> SUPPLIED PASSAGE
------------------------------------------------------------------------

You didn’t quite make it but decided to come back again in 2017, why was that?
I got some really useful feedback from the judges and felt there was something there. I wanted to bring Scotch and storytelling together and although we could use various Chivas Regal expressions I really wanted to demonstrate the versatility of the 12 Year Old. I created a party cocktail in a Cosmopolitan style called Silent Disco (below), gave the more experienced drinker a reflective moment with Vanity and The Adopted Son was a celebratory drink with Champagne.
You won and that gave you a place in Tokyo
I remember speaking to previous UK winners Chelsie Bailey and Josh Reynolds about competing in the Chivas Masters Global Final and they said it was an experience like no other. I went to Tokyo without any preconceptions because I wanted to live in the moment but it totally exceeded my expectations – the people, the bars, the media, everything!
A year later you were back at the Chivas Masters Global Final, this time as the master of ceremonies
I met up with Max Warner who was the Chivas Regal Global Ambassador at the time and I said I wanted to be involved in the competition in any way I could. I was one of the judges for the UK Final. I also liked the support system that was made up of the alumni of previous global winners including Masahiro Urushido , Josh Reynolds and Alex Millan. So when the team called me up and asked if I’d like to host the final it sounded like my dream job.

------------------------------------------------------------------------

> AVAILABLE DATA

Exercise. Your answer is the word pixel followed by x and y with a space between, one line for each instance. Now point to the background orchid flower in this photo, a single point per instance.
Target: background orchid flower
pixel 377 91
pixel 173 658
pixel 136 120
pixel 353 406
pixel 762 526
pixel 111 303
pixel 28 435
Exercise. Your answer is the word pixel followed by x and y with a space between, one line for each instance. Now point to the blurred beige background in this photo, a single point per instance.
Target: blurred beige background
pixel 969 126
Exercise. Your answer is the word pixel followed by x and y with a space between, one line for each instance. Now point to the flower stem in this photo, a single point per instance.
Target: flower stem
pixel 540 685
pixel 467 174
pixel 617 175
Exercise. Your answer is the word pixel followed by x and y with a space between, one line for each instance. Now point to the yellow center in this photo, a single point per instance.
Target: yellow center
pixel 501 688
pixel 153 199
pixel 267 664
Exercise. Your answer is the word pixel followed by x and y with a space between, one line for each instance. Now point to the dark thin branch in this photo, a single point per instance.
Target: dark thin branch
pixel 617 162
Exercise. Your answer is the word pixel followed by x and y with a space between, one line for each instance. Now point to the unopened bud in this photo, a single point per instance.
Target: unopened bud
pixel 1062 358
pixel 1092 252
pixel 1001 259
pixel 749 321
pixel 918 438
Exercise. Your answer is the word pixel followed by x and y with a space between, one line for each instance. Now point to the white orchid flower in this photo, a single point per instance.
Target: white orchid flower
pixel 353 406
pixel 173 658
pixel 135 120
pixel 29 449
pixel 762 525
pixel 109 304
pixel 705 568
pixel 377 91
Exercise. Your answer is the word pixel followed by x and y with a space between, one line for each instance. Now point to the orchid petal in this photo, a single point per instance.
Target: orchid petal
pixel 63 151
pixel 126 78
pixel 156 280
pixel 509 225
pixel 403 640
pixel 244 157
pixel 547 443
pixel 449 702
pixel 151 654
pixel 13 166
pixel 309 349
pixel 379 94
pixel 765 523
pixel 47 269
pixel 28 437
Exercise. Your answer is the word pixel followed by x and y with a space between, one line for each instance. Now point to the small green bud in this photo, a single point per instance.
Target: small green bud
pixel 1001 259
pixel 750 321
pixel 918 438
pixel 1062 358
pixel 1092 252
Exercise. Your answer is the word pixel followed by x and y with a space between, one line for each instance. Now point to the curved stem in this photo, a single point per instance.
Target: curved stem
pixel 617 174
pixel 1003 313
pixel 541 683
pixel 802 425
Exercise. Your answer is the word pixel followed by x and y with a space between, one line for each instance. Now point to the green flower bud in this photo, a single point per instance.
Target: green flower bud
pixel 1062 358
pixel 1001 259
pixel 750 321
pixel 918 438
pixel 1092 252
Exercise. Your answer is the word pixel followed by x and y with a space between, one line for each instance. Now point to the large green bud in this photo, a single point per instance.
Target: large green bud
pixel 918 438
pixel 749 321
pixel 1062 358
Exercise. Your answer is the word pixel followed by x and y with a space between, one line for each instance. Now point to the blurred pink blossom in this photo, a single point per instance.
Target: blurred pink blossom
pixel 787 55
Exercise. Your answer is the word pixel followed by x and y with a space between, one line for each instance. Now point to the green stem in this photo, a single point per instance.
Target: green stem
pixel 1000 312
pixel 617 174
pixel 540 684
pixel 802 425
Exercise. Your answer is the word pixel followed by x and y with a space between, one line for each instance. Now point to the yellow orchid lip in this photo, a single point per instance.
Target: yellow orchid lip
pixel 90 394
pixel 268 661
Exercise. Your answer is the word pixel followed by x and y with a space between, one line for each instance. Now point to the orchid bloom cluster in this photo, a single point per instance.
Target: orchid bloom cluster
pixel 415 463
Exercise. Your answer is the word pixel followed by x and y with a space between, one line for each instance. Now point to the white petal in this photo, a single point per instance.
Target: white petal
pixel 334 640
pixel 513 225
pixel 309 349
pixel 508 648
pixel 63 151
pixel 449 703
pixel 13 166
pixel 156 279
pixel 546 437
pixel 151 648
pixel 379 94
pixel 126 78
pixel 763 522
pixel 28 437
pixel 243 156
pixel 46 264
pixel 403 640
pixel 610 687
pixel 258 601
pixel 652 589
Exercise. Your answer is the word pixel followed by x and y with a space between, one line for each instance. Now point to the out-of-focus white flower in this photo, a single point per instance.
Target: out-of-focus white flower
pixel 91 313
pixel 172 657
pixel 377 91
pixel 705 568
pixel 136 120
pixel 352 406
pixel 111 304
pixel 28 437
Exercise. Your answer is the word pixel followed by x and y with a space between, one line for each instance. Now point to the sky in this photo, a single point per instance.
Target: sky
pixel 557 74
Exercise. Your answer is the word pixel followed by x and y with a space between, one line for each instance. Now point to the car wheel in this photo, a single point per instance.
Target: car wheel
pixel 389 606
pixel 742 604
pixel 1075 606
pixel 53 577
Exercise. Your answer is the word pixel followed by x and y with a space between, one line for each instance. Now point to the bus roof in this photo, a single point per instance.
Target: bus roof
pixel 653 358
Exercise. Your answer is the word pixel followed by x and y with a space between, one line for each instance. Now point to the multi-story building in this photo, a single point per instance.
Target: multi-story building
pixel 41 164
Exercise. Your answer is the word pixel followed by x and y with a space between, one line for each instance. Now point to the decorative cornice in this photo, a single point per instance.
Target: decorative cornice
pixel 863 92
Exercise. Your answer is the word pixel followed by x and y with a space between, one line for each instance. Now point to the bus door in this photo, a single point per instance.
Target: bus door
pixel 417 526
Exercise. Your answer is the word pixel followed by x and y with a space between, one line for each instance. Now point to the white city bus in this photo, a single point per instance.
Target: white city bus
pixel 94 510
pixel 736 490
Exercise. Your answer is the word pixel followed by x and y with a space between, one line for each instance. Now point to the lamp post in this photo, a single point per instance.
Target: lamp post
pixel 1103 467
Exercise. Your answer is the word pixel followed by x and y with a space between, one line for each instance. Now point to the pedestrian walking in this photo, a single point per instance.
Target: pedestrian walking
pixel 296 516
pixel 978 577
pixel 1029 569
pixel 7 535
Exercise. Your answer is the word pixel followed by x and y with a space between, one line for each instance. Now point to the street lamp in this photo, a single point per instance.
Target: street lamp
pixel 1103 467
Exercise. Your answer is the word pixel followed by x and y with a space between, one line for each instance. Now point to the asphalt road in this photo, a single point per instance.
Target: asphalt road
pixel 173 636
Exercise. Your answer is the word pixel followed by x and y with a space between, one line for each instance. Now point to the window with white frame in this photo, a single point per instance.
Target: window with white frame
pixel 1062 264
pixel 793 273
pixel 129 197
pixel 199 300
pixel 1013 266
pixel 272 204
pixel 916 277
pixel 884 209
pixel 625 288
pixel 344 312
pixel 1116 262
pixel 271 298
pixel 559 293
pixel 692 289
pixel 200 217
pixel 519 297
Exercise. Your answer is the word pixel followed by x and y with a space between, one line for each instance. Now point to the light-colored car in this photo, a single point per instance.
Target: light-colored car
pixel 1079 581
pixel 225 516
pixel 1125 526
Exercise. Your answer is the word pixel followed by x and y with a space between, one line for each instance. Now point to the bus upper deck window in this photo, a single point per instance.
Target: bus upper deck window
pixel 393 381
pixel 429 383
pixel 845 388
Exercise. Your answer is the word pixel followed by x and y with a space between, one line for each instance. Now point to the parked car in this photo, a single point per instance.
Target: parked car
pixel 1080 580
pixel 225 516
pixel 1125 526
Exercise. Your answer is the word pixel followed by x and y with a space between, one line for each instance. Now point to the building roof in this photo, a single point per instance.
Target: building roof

------------------------------------------------------------------------

> ASSIGNMENT A
From the Chivas Masters interview, print the passage starting at "I got some really" and ending at "the media, everything!".
> ASSIGNMENT B
List the names of the drinks the interviewee describes creating for the 2017 entry in the Chivas Masters interview.
> ASSIGNMENT C
Continue the Chivas Masters interview from the point where it stops.

> TASK OUTPUT A
I got some really useful feedback from the judges and felt there was something there. I wanted to bring Scotch and storytelling together and although we could use various Chivas Regal expressions I really wanted to demonstrate the versatility of the 12 Year Old. I created a party cocktail in a Cosmopolitan style called Silent Disco (below), gave the more experienced drinker a reflective moment with Vanity and The Adopted Son was a celebratory drink with Champagne.
You won and that gave you a place in Tokyo
I remember speaking to previous UK winners Chelsie Bailey and Josh Reynolds about competing in the Chivas Masters Global Final and they said it was an experience like no other. I went to Tokyo without any preconceptions because I wanted to live in the moment but it totally exceeded my expectations – the people, the bars, the media, everything!

> TASK OUTPUT B
Silent Disco
Vanity
The Adopted Son

> TASK OUTPUT C
Which almost brings us up to date and your new position
I knew Max was moving on but it didn’t occur to me to apply for the job. He lived the brand and was a brilliant mentor to me and so many other bartenders. I never thought I could travel as much as him and do what he did so it was never on my radar. I’d got great feedback from people at the final on the job I’d done and then about a week later, the team approached me and offered me the job. At this time I was still committed to work in Columbia and was settled there with my partner Megs. They said its up to you when you travel, where you travel and how much you travel. This showed me that they really wanted to get behind me and believed in who I am and what I do. That’s when I thought this could be something good and something I could do well.
How did it feel to take over from Max?
I’ve always enjoyed taking care of people and Max really encompasses this idea of putting others first. He has an ability to always smile, be dapper, be a gentleman, but it was always about the importance of the brand. I also loved how he showed the great ways the liquid was being used around the world.
So here you are, Chivas Regal Global Ambassador, what’s in store?
It’s about being the face of the brand. And I’ve always been an ambassador, for instance I was an ambassador for Happiness Forgets.
I’ll be an advocate for the range of liquids, the whole category and for cocktails. It’s about bringing together everything the brand represents, connecting what we do as a brand with what the bartenders do in their bars.
What’s your vision for Chivas Regal?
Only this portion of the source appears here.